Fragmento del texto:
La renuncia es una forma de terminación de un cargo público. A diferencia de la muerte, de una enfermedad o de cualquier otra imposibilidad irresistible, la renuncia es voluntad individual de cejar en la condición de servidor público. Parecería que toda persona tiene derecho a separarse de un empleo público cuando así lo decida. Nadie, podría alegarse, está obligado a realizar un trabajo en contra de sus intereses, por más que ese trabajo sea de naturaleza oficial. No le falta razón a esta afirmación. El problema es que para ciertos cargos públicos, la Constitución limita las posibilidades de su abandono. Sujeta la voluntad individual a ciertos requisitos y procedimientos, precisamente para cuidar otros valores fundamentales.
La Constitución regula tres tratamientos distintos a la relación entre cargos públicos y la potestad de renuncia. En primer lugar, los cargos que se consideran irrenunciables. A este primer grupo corresponden los “de elección popular de la Federación y de las entidades federativas”. El Constituyente estableció, por un lado, que su desempeño es una obligación (art. 36, f. IV) y, por otro, limitó la separación del cargo a un catálogo limitado de supuestos: falta absoluta (muerte, por ejemplo), licencias temporales, opción de cargo y, en el caso de los legisladores, a un régimen de sanciones por no asumir o por dejar de concurrir a ejercer la función. Como las obligaciones no se renuncian, la Constitución no permite la renuncia.
El segundo grupo está conformado por aquellos casos en los que la Constitución sí prevé la renuncia, pero impone un “umbral de procedencia” o una condición específica de admisibilidad y, además, un procedimiento para valorar, ponderar y enlazar consecuencias jurídicas a la decisión del servidor público. Concretamente, éste es el tratamiento específico del presidente de la República y de los ministros de la Suprema Corte de Justicia de la Nación. En ambos casos, el cargo es renunciable sólo por causa grave y previa calificación por parte de otro poder: las renuncias del presidente las califica el Congreso de la Unión; las de los ministros de la Corte deben ser primero admitidas por el Ejecutivo y luego aprobadas por el Senado.
Un tercer grupo con regulación especial desde la Constitución son los magistrados de la Sala Superior del Tribunal Electoral. Aquí la solución constitucional es más simple: la propia sala (entiéndase en pleno) tramita y otorga las peticiones de sus integrantes.
Para el resto de los cargos públicos creados por la Constitución debe entenderse que las renuncias no tienen limitante por causa ni tampoco un procedimiento rígido. La decisión del servidor público no tiene ataduras.

Datos proporcionados:
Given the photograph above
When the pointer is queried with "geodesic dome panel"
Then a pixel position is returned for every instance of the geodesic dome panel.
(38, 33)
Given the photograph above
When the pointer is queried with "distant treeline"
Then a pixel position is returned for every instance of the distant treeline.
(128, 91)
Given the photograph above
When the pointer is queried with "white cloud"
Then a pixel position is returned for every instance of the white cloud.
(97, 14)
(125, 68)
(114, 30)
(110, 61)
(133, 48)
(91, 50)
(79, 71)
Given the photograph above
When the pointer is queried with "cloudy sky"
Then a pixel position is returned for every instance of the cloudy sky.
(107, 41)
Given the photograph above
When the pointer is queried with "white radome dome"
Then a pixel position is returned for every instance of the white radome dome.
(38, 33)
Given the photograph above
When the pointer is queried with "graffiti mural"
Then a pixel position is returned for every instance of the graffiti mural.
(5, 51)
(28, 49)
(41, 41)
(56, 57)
* * *
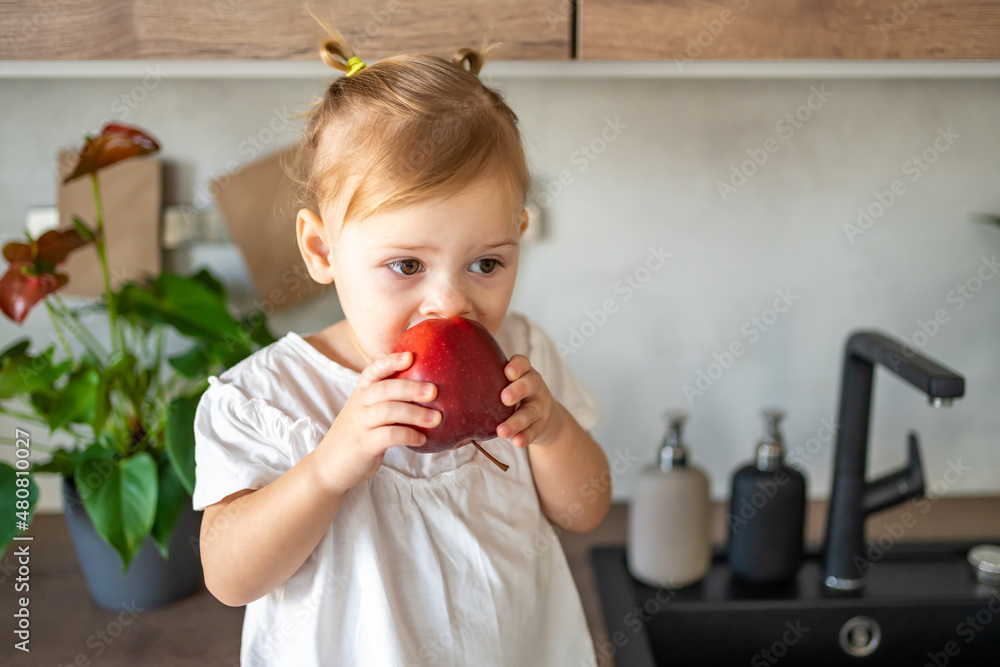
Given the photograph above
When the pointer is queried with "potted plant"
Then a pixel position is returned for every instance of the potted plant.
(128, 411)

Tarea 1:
Vuelve a escribir la parte del texto sobre la renuncia que empieza con "Para el resto" y sigue hasta "no tiene ataduras.". Reemplaza "servidor público" por "funcionario".
Tarea 2:
Contesta estas preguntas con lo que dice el texto sobre la renuncia:
(a) ¿Quién califica las renuncias del presidente de la República?
(b) ¿Quién tramita y otorga las peticiones de los magistrados de la Sala Superior del Tribunal Electoral?
(c) ¿Qué artículo y fracción de la Constitución establecen que el desempeño de los cargos de elección popular es una obligación?

Solución 1:
Para el resto de los cargos públicos creados por la Constitución debe entenderse que las renuncias no tienen limitante por causa ni tampoco un procedimiento rígido. La decisión del funcionario no tiene ataduras.

Solución 2:
(a) El Congreso de la Unión.
(b) La propia sala, en pleno.
(c) El artículo 36, fracción IV.